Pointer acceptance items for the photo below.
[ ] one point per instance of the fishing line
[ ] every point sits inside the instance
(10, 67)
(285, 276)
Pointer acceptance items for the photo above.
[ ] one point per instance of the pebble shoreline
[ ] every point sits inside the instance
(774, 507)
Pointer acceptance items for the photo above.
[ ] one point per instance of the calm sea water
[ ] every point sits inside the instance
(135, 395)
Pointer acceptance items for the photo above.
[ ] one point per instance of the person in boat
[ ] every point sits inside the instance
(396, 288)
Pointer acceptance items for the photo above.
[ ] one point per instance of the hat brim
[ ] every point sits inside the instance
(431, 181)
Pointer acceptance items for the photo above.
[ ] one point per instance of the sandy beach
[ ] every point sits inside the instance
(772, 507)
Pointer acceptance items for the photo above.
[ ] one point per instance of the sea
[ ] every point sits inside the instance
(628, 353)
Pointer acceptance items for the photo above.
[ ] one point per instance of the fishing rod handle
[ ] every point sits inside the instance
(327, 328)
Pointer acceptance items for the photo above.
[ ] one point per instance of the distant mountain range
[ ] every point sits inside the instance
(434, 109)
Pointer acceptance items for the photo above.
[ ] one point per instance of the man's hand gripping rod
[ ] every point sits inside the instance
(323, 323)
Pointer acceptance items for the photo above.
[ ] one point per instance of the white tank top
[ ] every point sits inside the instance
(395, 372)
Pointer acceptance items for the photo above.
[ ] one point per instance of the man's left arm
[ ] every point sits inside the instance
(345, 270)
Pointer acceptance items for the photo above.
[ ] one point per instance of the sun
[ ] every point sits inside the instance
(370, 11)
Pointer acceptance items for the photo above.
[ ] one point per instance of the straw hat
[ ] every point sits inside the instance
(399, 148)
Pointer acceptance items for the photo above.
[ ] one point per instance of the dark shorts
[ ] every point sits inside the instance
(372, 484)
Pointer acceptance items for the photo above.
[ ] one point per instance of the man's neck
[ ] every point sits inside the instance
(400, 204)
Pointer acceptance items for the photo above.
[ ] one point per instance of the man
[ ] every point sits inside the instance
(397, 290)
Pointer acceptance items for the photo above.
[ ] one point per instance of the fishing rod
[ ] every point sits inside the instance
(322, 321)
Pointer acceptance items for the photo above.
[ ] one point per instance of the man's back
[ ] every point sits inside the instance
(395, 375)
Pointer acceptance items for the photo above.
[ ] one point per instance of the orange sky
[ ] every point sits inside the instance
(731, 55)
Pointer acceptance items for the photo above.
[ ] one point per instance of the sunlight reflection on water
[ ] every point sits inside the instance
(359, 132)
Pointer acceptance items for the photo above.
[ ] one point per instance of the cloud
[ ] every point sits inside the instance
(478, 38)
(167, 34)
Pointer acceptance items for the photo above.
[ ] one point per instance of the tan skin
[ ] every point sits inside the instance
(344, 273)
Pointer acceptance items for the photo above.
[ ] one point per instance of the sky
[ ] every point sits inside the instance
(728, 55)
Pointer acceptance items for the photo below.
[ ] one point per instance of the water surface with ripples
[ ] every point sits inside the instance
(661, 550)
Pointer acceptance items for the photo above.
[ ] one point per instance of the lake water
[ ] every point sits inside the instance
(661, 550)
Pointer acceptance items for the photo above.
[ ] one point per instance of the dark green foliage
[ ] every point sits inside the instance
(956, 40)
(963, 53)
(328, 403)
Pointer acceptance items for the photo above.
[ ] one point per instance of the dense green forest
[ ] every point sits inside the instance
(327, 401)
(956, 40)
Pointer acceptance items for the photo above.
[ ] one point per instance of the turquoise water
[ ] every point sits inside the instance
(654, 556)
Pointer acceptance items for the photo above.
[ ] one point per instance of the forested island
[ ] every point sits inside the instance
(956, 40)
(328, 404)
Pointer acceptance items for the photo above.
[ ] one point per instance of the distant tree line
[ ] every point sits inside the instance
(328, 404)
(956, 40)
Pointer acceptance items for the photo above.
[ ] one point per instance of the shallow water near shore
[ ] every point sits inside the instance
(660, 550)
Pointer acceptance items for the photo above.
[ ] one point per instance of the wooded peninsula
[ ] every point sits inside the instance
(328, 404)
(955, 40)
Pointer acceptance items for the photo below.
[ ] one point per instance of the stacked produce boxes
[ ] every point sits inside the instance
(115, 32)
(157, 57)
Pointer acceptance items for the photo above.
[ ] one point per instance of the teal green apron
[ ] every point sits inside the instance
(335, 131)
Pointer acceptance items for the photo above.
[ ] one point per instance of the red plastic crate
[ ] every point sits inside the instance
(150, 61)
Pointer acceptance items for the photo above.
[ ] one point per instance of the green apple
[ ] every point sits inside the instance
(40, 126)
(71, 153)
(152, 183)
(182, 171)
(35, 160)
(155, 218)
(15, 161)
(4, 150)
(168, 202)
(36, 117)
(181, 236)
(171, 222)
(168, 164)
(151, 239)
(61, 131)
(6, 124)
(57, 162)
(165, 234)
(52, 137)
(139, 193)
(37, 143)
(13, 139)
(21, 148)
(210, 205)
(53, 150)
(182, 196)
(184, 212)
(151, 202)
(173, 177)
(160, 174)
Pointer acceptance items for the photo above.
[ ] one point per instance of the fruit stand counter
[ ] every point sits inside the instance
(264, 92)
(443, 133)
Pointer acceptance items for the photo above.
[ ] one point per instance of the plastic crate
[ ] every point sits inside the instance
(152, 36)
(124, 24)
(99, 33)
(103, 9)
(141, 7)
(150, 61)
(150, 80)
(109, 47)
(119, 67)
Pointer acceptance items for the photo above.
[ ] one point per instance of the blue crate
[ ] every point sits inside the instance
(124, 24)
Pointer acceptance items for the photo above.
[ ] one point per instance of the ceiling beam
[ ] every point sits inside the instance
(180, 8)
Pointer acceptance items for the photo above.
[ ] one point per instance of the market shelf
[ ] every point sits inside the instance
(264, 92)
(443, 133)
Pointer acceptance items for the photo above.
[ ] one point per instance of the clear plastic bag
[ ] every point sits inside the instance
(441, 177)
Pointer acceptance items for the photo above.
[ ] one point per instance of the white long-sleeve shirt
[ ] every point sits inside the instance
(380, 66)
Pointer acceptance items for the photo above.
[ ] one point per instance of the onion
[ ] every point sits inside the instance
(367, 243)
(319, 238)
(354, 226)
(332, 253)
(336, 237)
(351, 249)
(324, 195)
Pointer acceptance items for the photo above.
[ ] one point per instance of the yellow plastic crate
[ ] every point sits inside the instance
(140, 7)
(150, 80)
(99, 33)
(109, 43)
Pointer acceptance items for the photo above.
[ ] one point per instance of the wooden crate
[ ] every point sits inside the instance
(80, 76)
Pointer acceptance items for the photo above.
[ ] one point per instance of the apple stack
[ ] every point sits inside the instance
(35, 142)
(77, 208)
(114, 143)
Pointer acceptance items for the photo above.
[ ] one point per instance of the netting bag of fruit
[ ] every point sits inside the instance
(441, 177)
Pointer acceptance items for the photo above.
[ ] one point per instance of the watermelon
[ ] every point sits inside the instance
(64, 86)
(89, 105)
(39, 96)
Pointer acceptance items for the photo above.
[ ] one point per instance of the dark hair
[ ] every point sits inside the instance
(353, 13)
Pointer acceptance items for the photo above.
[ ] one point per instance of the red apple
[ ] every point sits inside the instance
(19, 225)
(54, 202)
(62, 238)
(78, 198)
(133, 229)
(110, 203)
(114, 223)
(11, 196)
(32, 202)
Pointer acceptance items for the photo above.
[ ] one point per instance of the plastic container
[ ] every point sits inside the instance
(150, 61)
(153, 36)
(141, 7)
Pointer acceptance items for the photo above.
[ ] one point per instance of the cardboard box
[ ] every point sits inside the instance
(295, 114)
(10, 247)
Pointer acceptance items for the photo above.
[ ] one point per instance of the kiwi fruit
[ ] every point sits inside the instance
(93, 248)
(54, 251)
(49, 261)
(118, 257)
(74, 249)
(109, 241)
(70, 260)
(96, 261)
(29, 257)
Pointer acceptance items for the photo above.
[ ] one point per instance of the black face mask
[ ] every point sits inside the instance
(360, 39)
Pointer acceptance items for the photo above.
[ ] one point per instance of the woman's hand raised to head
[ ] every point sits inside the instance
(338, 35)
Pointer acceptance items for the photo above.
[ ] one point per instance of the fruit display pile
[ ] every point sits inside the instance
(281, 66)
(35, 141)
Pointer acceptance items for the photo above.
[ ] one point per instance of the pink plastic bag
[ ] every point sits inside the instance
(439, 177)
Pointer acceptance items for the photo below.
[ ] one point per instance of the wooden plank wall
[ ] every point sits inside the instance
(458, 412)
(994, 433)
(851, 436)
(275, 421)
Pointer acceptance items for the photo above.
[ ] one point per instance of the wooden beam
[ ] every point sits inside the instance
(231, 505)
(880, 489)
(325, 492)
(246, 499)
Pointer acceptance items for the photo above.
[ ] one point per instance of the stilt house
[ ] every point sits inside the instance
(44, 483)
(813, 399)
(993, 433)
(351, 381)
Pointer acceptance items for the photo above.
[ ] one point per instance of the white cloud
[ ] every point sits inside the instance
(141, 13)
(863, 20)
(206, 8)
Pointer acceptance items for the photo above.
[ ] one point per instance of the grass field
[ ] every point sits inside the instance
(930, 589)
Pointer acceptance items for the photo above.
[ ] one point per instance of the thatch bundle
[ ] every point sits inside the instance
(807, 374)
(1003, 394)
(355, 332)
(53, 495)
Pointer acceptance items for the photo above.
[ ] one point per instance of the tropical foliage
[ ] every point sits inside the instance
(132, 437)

○ ○ ○

- Exercise prompt
Gather every line of the data above that contains the word "foliage", matching case exactly.

- Task solution
[ ] one point per instance of the dark green foliage
[ ] one point per instance of the tropical foliage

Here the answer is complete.